* START Page excerpt *
# Cabin Rentals along Skyline Drive?



## prschatt (Aug 19, 2007)

Looking for a place to rent for a week or less, along the SLD. Someplace that allows dogs...
I've had no luck on finding any close enough to leave the front door and hop on the bike. VA or NC is fine. I've lived under enough tents for Uncle Sam, and only because I was paid to do it... that and and love of country, so not looking to camp.
Thanks


----------



## Lifelover (Jul 8, 2004)

Skyline drive is different than the Blue Ridge parkway in that it is completely surrounded by national Forest and NO private businesses or residences are there.

The only place to stay is thru the National Park Service.

There are cabins available at Big Meadows, Lewis Mountain and Skyland. I think Skyland is the only one that allows pets.

The cabins there were built by the CCC in the Thirty's and are very rustic. No TV, Phone one power outlet etc. On top of that they are not cheap. $100+ per night.

All of these lodgings are right on the Skyline Drive.

Skyland is the highest point on the Drive so every ride will end with a climb.


The Blue Ridge Parkway turns into the Skyline Drive. There are a few more Lodging options along the BRP. Peeks of Otter has a lodge and I think there are a few others.

If you have never been there it is a MUST GO! 


If you are going with the family and plan to hike, send me a PM and I'll give you some thoughts on it.


----------



## bas (Jul 30, 2004)

Lifelover said:


> Skyline drive is different than the Blue Ridge parkway in that it is completely surrounded by national Forest and NO private businesses or residences are there.
> 
> The only place to stay is thru the National Park Service.
> 
> ...


I stayed at a cabin on skyline drive. It was on the north end, 10 miles or so south of the ?visitors center? via the AT trail.

It even had an out house - which was only usable when you cleared out all the spider webs and spiders with a broom. lol.

Anyways, I remember my friend saying you had to be a member or some group to rent, or members had first pick. This was 7 years ago?

The cabin had about 5 or 6 bunk beds inside and a fireplace outside.

The only annoying thing was listening to the mice run about gnawing away at things all night. I just prayed I wouldn't get bitten cuz who knows what rafter beam they were on or whatever.

This was a real cabin out in the middle of now where ( or so it seemed liked.).. It was probably just off the AT trail. Definitely not accessible by road bike.


----------



## trekkie7 (Mar 23, 2008)

The Quality Inn in Front Royal allows pets: $15 per night per pet for a fuzzy creature 50 lbs. and under. 

There # is (540) 635-3161 0r (877)1424-6423. 

This chain and Day's Inn are very pet friendly, generally.
* END Page excerpt *
- What you have to do -
In the Skyline Drive cabin thread, which of the three cabin locations does Lifelover think is the only one that allows pets?
* START Data section *
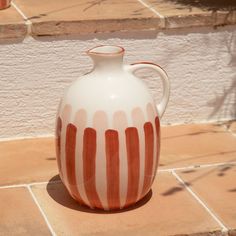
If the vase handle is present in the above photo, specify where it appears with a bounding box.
[127,62,170,118]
* END Data section *
- Solution -
Skyland